* [WRITTEN EXERCISE]
Extract every line of the records that contains the string "navy", matching case exactly.

---+---

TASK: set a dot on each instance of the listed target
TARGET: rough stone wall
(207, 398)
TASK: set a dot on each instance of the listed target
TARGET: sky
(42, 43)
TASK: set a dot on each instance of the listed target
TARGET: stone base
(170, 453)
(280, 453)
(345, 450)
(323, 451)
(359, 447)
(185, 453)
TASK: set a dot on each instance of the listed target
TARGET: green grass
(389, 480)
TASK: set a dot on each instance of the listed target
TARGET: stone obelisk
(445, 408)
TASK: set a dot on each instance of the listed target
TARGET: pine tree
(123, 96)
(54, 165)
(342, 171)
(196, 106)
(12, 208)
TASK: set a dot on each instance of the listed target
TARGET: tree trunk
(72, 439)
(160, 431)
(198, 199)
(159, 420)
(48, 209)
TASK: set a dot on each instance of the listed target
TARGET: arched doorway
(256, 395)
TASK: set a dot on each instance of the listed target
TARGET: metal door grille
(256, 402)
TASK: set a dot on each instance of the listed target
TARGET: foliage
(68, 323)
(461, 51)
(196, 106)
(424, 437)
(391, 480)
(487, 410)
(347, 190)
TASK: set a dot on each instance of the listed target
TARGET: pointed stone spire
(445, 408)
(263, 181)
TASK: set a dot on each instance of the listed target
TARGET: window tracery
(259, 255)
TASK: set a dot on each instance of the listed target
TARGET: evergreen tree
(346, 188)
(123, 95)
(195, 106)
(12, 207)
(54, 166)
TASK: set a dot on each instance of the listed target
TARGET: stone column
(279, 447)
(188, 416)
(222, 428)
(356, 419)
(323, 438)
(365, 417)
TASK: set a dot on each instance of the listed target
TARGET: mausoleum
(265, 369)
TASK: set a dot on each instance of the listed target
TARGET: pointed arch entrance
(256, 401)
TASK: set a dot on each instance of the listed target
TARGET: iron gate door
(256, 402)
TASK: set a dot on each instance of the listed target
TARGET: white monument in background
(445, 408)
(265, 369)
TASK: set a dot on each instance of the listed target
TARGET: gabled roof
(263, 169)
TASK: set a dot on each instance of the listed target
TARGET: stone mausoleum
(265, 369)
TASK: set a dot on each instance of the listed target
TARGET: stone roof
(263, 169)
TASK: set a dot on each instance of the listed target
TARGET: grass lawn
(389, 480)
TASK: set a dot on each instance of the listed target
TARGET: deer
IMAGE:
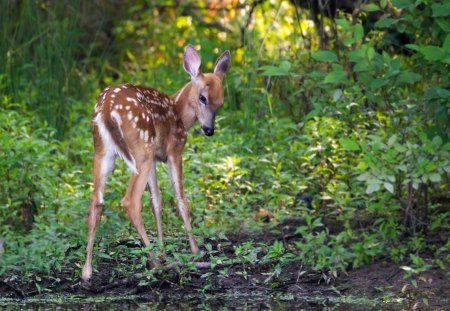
(144, 126)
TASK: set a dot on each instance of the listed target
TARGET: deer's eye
(202, 99)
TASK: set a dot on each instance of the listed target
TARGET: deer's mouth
(208, 131)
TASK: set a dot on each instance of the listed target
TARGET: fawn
(142, 126)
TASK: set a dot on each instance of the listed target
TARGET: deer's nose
(208, 131)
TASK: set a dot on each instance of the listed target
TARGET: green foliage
(362, 127)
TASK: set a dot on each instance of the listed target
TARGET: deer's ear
(192, 62)
(223, 64)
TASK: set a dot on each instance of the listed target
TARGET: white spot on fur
(110, 145)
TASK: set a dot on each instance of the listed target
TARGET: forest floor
(381, 284)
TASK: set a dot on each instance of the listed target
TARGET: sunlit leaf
(432, 53)
(441, 9)
(325, 56)
(336, 76)
(349, 144)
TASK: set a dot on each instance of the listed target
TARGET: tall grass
(38, 57)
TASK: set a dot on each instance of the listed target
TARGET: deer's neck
(182, 106)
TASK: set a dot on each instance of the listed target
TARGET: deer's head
(206, 92)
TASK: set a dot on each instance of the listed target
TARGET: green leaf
(413, 47)
(371, 7)
(349, 144)
(359, 32)
(437, 93)
(446, 45)
(389, 187)
(378, 83)
(432, 53)
(325, 56)
(444, 23)
(343, 23)
(336, 76)
(392, 140)
(386, 22)
(407, 77)
(282, 70)
(372, 187)
(441, 9)
(337, 94)
(402, 4)
(434, 177)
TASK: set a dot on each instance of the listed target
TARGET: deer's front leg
(156, 200)
(176, 176)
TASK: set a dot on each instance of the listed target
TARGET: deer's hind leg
(103, 165)
(132, 202)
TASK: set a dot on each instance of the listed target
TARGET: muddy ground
(381, 284)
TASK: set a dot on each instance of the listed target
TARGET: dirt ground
(296, 284)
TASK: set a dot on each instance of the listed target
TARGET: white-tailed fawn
(142, 126)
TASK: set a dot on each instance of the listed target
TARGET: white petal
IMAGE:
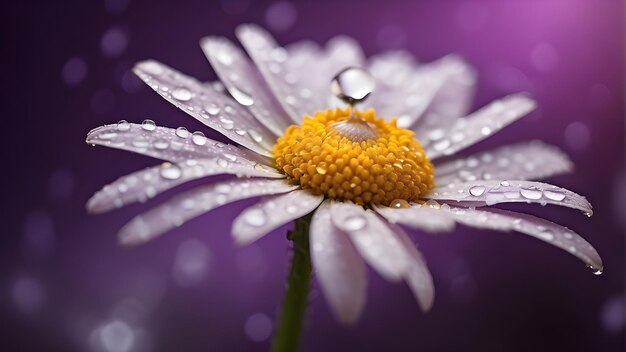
(378, 245)
(164, 143)
(339, 268)
(268, 214)
(522, 161)
(556, 235)
(213, 109)
(244, 82)
(417, 217)
(477, 126)
(480, 193)
(270, 59)
(145, 184)
(418, 277)
(193, 203)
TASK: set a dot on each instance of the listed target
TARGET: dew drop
(255, 135)
(399, 204)
(123, 126)
(198, 138)
(212, 108)
(477, 191)
(160, 144)
(152, 68)
(181, 94)
(170, 171)
(148, 125)
(553, 195)
(182, 132)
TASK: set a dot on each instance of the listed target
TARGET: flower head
(362, 170)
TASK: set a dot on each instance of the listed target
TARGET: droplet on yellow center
(353, 155)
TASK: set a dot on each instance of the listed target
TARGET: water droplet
(148, 125)
(181, 94)
(553, 195)
(140, 143)
(170, 171)
(477, 191)
(530, 193)
(353, 85)
(255, 217)
(242, 98)
(353, 223)
(123, 126)
(182, 132)
(198, 138)
(212, 108)
(160, 144)
(399, 204)
(255, 135)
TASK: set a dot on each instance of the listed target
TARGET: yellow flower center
(352, 155)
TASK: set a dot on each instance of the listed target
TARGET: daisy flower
(349, 148)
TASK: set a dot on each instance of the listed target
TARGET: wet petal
(522, 161)
(193, 203)
(339, 268)
(480, 193)
(417, 217)
(477, 126)
(418, 276)
(213, 109)
(265, 216)
(554, 234)
(378, 245)
(174, 145)
(244, 83)
(270, 59)
(145, 184)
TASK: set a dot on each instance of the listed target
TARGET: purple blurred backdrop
(65, 284)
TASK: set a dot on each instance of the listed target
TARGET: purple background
(65, 284)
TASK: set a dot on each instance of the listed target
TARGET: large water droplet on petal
(182, 132)
(477, 191)
(353, 85)
(198, 138)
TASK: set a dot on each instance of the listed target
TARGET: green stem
(289, 326)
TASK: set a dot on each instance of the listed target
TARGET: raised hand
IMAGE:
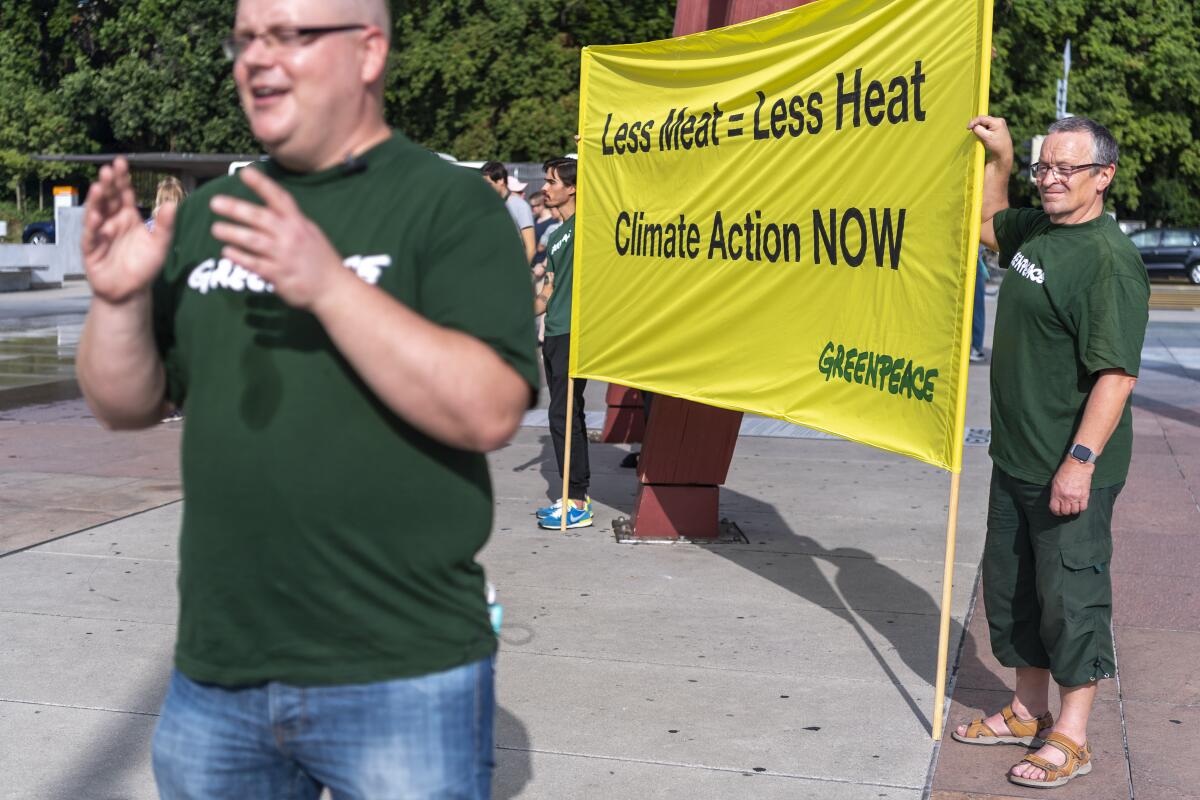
(277, 242)
(119, 254)
(993, 132)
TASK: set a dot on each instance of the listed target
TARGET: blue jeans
(421, 738)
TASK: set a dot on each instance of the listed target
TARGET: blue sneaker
(575, 518)
(550, 510)
(546, 511)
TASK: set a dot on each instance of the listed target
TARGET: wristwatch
(1083, 453)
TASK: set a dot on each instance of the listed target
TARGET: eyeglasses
(1060, 170)
(286, 38)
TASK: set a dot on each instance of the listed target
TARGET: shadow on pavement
(514, 768)
(864, 593)
(106, 770)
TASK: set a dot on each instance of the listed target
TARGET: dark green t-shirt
(325, 540)
(1075, 301)
(561, 260)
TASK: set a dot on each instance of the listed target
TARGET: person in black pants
(555, 300)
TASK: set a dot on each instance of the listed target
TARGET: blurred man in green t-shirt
(1071, 320)
(341, 389)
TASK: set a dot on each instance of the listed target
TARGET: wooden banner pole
(567, 452)
(943, 633)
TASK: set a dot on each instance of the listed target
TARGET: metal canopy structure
(190, 167)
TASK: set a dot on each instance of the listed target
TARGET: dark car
(1171, 250)
(39, 233)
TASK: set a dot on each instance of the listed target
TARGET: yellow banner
(781, 217)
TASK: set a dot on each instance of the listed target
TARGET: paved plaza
(799, 663)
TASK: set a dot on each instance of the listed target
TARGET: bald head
(373, 12)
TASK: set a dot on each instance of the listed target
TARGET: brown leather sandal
(1079, 762)
(1021, 732)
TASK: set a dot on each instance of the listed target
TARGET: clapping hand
(119, 254)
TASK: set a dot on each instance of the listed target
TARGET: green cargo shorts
(1045, 582)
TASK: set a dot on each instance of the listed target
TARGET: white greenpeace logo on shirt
(562, 241)
(223, 274)
(1027, 269)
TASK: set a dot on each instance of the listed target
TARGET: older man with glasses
(1071, 320)
(341, 390)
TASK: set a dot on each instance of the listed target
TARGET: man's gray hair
(1104, 146)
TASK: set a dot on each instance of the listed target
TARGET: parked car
(39, 233)
(1171, 250)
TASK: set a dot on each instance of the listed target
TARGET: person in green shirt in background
(341, 389)
(1071, 320)
(555, 299)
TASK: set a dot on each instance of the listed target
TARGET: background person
(497, 176)
(556, 301)
(169, 191)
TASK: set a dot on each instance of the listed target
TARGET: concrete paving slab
(77, 753)
(826, 577)
(72, 661)
(742, 632)
(585, 777)
(785, 725)
(89, 587)
(150, 535)
(1157, 554)
(1159, 738)
(1158, 666)
(27, 527)
(1167, 601)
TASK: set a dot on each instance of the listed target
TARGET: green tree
(34, 115)
(1135, 68)
(499, 78)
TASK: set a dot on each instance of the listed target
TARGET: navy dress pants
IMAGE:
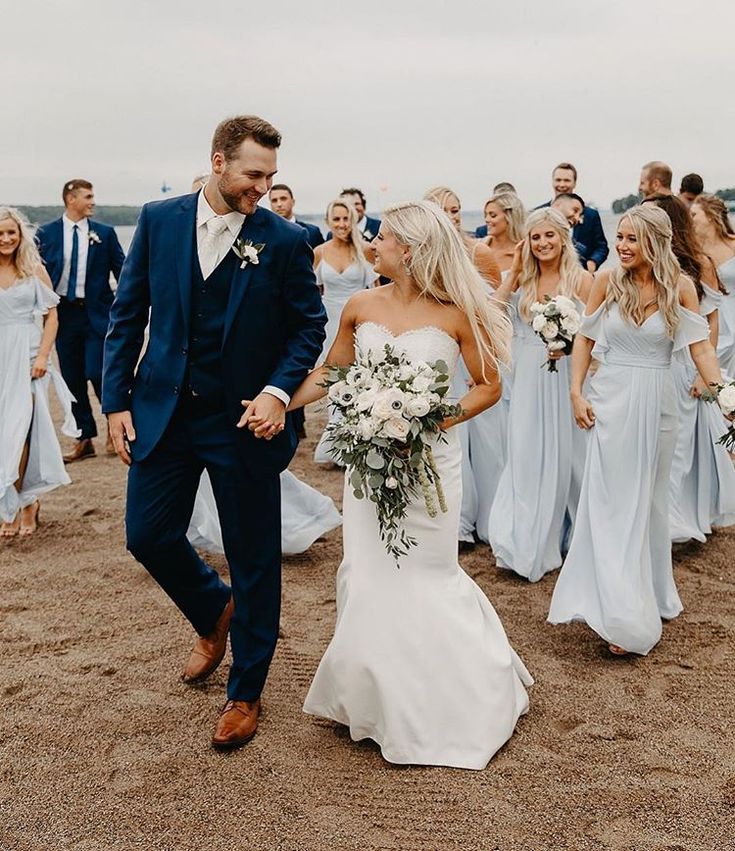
(160, 499)
(80, 348)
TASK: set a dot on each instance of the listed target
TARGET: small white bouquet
(556, 320)
(724, 395)
(390, 408)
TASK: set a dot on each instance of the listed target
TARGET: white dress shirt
(83, 234)
(212, 249)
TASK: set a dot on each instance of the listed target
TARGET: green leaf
(374, 460)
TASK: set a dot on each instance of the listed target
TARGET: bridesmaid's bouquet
(390, 409)
(556, 320)
(724, 395)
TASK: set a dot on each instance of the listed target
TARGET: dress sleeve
(710, 301)
(692, 328)
(46, 298)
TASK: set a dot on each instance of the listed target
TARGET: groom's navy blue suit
(211, 344)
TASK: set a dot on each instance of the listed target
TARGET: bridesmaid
(702, 483)
(487, 433)
(712, 226)
(342, 269)
(505, 218)
(30, 457)
(480, 255)
(483, 260)
(535, 500)
(618, 577)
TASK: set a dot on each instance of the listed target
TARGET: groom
(235, 317)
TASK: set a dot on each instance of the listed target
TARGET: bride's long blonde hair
(570, 271)
(441, 267)
(652, 229)
(26, 258)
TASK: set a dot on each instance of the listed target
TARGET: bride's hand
(583, 413)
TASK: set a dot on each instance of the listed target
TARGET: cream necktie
(210, 250)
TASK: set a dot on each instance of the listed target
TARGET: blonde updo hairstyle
(717, 214)
(570, 271)
(442, 270)
(355, 241)
(514, 212)
(26, 258)
(652, 228)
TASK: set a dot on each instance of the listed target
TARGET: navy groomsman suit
(215, 338)
(315, 235)
(589, 237)
(79, 258)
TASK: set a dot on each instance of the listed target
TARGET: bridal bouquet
(390, 409)
(556, 321)
(724, 395)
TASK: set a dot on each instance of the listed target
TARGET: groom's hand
(122, 433)
(265, 416)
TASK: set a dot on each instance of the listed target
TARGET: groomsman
(589, 237)
(368, 227)
(80, 254)
(282, 204)
(655, 179)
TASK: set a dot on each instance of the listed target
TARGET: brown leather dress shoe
(82, 449)
(237, 724)
(209, 650)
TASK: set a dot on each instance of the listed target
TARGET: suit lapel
(253, 229)
(91, 228)
(184, 244)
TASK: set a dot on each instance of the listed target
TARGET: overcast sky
(394, 97)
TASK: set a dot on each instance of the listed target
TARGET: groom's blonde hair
(442, 269)
(232, 132)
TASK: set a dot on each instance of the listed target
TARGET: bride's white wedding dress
(419, 661)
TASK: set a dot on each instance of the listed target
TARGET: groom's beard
(242, 202)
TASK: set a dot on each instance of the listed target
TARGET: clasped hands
(265, 416)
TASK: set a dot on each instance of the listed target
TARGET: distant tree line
(120, 215)
(620, 205)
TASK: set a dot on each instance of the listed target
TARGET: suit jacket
(273, 330)
(315, 234)
(589, 237)
(103, 257)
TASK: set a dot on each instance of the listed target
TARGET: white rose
(565, 304)
(418, 406)
(422, 383)
(335, 390)
(250, 254)
(549, 331)
(365, 399)
(389, 403)
(538, 322)
(570, 324)
(396, 428)
(367, 428)
(726, 398)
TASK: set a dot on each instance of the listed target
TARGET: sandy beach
(102, 748)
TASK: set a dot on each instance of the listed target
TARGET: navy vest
(206, 328)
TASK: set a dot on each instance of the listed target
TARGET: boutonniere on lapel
(247, 251)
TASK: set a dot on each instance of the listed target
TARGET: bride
(419, 661)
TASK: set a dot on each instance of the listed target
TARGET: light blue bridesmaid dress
(533, 505)
(617, 576)
(702, 484)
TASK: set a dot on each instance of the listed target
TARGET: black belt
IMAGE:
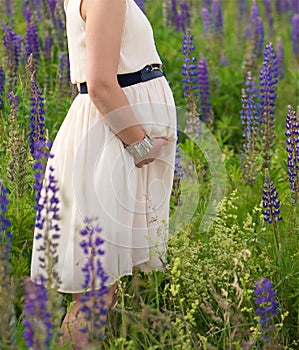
(147, 73)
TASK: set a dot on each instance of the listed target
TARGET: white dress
(97, 177)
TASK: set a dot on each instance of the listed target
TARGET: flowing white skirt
(97, 178)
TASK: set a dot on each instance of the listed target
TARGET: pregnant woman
(114, 152)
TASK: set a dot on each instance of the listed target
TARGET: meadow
(231, 275)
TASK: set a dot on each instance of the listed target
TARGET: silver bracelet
(141, 148)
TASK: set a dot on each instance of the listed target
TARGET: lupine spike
(190, 83)
(32, 44)
(47, 213)
(295, 34)
(268, 78)
(37, 321)
(281, 6)
(12, 44)
(94, 308)
(292, 142)
(251, 120)
(2, 81)
(217, 17)
(266, 300)
(204, 91)
(271, 206)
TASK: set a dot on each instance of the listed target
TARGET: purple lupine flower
(204, 91)
(190, 72)
(294, 6)
(94, 307)
(223, 60)
(295, 34)
(47, 212)
(2, 80)
(52, 7)
(32, 43)
(173, 12)
(206, 20)
(268, 78)
(266, 299)
(269, 15)
(140, 4)
(37, 321)
(37, 120)
(271, 204)
(190, 83)
(186, 17)
(9, 8)
(251, 120)
(48, 46)
(206, 4)
(217, 17)
(281, 6)
(292, 141)
(254, 11)
(280, 58)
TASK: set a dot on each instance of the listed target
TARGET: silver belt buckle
(152, 67)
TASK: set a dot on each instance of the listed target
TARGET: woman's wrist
(140, 149)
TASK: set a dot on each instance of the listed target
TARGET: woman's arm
(104, 26)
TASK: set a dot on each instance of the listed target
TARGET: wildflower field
(229, 284)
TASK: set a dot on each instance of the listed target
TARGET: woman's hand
(158, 144)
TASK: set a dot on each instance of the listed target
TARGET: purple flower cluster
(47, 211)
(295, 34)
(281, 6)
(183, 17)
(204, 91)
(206, 20)
(268, 79)
(37, 120)
(217, 17)
(292, 141)
(266, 300)
(32, 43)
(271, 204)
(2, 81)
(251, 120)
(94, 307)
(190, 84)
(38, 326)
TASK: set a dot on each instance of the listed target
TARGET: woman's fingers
(158, 144)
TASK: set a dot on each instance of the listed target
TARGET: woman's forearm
(113, 104)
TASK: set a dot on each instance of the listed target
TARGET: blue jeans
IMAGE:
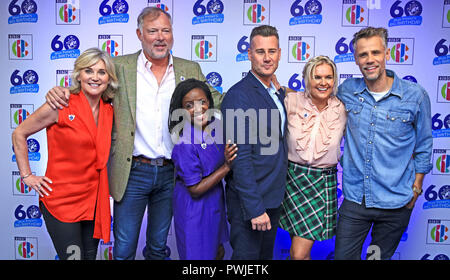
(249, 244)
(354, 223)
(152, 187)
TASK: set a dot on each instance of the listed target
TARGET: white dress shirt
(152, 137)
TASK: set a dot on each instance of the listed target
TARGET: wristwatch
(417, 190)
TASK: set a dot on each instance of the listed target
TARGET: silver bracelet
(26, 176)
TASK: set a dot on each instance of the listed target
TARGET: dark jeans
(355, 222)
(148, 187)
(72, 241)
(249, 244)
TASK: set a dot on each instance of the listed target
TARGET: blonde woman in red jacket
(74, 193)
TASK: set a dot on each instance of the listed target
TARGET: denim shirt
(386, 142)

---+---

* [ANSWER TO THE EXERCISE]
TARGET: navy dress pants
TARGET: groom's navy blue suit
TARGET: navy groomsman suit
TARGET: navy vest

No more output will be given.